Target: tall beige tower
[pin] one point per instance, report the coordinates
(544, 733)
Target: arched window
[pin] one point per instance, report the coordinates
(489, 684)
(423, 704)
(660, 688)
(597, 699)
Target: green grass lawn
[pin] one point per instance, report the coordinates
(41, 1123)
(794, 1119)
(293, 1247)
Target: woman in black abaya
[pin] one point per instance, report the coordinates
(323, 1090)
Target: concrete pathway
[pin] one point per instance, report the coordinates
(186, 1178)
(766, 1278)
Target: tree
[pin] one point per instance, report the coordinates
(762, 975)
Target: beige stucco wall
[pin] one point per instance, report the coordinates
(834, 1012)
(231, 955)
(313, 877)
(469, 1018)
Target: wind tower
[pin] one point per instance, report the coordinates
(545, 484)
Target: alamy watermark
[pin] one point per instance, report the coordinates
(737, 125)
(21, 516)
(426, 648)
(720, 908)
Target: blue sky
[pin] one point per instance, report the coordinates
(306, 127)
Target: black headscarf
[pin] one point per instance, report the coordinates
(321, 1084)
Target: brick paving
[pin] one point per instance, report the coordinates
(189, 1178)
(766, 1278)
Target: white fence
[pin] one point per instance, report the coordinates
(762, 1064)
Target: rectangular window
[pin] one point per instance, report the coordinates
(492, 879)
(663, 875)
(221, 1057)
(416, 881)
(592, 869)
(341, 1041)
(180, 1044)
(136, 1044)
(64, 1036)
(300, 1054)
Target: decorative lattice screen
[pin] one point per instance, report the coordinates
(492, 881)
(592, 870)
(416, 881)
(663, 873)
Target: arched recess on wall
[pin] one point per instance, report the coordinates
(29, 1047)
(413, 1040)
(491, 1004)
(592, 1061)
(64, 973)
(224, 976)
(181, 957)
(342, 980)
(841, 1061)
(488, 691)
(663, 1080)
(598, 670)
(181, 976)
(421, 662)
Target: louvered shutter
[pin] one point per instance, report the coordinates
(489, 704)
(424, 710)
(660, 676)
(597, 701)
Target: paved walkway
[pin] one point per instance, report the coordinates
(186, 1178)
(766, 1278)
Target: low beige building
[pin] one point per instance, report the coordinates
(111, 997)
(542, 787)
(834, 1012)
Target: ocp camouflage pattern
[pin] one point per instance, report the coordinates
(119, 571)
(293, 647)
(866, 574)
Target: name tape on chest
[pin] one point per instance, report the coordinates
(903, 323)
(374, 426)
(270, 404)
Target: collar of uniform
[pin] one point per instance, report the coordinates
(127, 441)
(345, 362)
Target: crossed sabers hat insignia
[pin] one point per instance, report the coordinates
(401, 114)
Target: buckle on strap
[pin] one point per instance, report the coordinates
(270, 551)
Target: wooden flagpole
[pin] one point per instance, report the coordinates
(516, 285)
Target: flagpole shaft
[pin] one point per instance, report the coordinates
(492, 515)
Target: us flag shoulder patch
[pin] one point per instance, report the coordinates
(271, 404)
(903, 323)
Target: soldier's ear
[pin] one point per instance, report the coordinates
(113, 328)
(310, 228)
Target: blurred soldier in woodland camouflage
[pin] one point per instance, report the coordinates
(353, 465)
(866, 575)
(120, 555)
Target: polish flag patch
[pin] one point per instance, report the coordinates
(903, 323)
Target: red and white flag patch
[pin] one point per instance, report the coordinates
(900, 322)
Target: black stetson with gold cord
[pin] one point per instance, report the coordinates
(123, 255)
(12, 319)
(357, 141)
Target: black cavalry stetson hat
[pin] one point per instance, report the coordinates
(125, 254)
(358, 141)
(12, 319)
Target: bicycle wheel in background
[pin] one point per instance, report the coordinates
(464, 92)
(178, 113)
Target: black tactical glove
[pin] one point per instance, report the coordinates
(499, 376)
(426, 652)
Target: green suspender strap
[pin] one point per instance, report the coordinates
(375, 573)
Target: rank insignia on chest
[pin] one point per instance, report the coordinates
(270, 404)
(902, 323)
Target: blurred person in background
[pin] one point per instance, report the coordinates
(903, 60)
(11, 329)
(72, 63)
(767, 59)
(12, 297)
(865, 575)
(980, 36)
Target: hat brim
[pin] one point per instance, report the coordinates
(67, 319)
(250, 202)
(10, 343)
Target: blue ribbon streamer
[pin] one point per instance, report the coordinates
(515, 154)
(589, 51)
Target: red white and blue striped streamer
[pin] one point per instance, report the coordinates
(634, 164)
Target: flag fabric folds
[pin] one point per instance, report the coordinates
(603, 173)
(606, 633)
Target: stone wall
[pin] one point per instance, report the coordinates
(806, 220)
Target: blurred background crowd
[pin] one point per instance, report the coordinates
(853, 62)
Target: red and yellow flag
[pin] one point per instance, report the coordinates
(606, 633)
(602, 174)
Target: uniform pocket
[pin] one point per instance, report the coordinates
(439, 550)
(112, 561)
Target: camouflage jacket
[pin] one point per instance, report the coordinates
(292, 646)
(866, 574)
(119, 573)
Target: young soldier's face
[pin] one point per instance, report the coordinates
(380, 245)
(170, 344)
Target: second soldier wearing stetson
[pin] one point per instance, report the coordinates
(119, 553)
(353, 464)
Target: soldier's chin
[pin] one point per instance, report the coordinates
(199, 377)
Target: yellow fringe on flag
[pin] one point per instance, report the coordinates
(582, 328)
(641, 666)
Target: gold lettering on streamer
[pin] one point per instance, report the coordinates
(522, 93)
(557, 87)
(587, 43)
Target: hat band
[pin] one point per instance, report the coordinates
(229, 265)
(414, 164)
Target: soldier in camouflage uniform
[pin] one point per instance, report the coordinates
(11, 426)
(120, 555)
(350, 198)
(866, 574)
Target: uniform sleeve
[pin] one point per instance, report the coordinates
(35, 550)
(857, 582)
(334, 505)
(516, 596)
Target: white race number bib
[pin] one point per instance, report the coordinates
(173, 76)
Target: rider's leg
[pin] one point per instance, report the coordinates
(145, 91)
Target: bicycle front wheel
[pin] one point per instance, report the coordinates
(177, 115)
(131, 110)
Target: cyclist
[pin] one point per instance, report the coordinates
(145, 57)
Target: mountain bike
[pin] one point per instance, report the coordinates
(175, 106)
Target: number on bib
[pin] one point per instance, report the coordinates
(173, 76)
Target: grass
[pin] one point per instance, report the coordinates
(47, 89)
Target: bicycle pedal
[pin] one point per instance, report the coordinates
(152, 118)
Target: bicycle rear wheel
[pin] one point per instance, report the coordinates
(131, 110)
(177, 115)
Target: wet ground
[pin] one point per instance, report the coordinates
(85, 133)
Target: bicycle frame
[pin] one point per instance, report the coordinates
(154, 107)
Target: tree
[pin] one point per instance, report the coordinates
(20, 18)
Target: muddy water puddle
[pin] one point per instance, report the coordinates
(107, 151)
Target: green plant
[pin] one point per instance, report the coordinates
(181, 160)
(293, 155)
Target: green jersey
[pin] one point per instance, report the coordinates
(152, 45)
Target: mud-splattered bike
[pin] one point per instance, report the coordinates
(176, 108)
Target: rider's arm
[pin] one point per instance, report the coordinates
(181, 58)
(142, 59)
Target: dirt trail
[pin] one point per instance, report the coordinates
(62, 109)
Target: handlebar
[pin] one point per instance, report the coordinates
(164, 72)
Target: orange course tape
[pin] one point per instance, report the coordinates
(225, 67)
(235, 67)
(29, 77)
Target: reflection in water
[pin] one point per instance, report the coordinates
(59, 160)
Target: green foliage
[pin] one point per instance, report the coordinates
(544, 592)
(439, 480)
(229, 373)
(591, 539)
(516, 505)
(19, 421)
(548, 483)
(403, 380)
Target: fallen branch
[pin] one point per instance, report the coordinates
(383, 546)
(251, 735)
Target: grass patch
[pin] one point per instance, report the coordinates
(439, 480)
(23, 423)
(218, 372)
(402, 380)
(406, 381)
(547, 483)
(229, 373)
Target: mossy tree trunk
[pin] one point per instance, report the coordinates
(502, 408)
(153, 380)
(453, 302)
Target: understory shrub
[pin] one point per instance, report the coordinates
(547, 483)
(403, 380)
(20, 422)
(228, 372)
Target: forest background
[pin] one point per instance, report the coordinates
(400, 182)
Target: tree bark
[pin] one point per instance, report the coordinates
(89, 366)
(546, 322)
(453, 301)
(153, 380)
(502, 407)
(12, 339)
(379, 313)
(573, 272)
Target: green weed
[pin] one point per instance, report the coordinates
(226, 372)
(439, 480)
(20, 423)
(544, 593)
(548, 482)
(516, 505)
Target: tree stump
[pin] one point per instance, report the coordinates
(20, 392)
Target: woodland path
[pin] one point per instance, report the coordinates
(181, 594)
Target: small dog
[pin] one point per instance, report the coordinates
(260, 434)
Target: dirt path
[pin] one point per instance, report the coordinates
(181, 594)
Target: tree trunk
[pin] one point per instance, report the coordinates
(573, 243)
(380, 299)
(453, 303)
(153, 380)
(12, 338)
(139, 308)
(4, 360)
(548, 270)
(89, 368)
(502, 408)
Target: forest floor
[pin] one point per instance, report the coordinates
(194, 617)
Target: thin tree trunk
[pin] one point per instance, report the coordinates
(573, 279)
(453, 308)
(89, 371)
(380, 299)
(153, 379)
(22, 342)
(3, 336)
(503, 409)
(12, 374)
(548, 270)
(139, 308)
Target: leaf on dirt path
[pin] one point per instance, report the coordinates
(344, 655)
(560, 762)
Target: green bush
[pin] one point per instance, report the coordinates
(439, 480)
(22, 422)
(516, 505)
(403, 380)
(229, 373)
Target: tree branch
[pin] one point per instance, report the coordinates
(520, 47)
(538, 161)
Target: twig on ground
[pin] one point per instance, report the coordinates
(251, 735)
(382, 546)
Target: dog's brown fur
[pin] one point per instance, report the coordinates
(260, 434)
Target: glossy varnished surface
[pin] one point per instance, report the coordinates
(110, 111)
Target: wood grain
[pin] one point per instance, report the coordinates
• • •
WORK TO COMPLETE → Give back exactly the lines from the line holding "Target: mossy tree trunk" through the last line of the listing, including both.

FINAL RESULT →
Target: mossy tree trunk
[pin] one point per instance, report the coordinates
(502, 408)
(153, 380)
(453, 302)
Target: understory shrub
[pin] one point per instance, report the coordinates
(547, 483)
(403, 380)
(20, 422)
(228, 372)
Target: forest background
[pin] one point per instance, report the coordinates
(400, 182)
Target: tree bark
[pin] one point per instance, report the coordinates
(89, 366)
(546, 322)
(453, 301)
(153, 380)
(502, 407)
(12, 339)
(379, 313)
(573, 272)
Target: green weed
[pin] one point per instance, report the coordinates
(226, 372)
(439, 480)
(20, 423)
(544, 593)
(548, 482)
(516, 505)
Target: tree stump
[pin] one point per instance, report the coordinates
(20, 392)
Target: woodland path
[pin] one point per instance, report the coordinates
(181, 594)
Target: small dog
[pin] one point per instance, report the coordinates
(260, 434)
Target: dirt path
[pin] one point per instance, report the coordinates
(181, 594)
Target: tree trunk
[pin] one point per instance, report the coordinates
(573, 243)
(380, 299)
(453, 303)
(153, 380)
(12, 338)
(139, 308)
(4, 360)
(548, 270)
(89, 368)
(502, 408)
Target: forest floor
[pin] one point per instance, report the coordinates
(194, 617)
Target: thin tree trunk
[pin] one point per instance, report the coordinates
(573, 279)
(453, 308)
(89, 371)
(380, 299)
(153, 379)
(22, 342)
(3, 336)
(503, 409)
(12, 374)
(548, 270)
(139, 308)
Target: leaf on dirt path
[pin] one point per instance, report the coordinates
(344, 655)
(560, 762)
Target: green bush
[pin] one point per instance, report the coordinates
(439, 480)
(22, 422)
(516, 505)
(403, 380)
(229, 373)
Target: tree branch
[pin] one point per instance, report the coordinates
(520, 47)
(538, 161)
Target: twig on ground
[pin] one point per instance, report the coordinates
(251, 735)
(382, 546)
Target: dog's brown fur
[pin] one point per instance, report the coordinates
(260, 434)
Target: glossy varnished surface
[pin] one point per instance, report the coordinates
(110, 111)
Target: wood grain
[pin] one point per instance, report the coordinates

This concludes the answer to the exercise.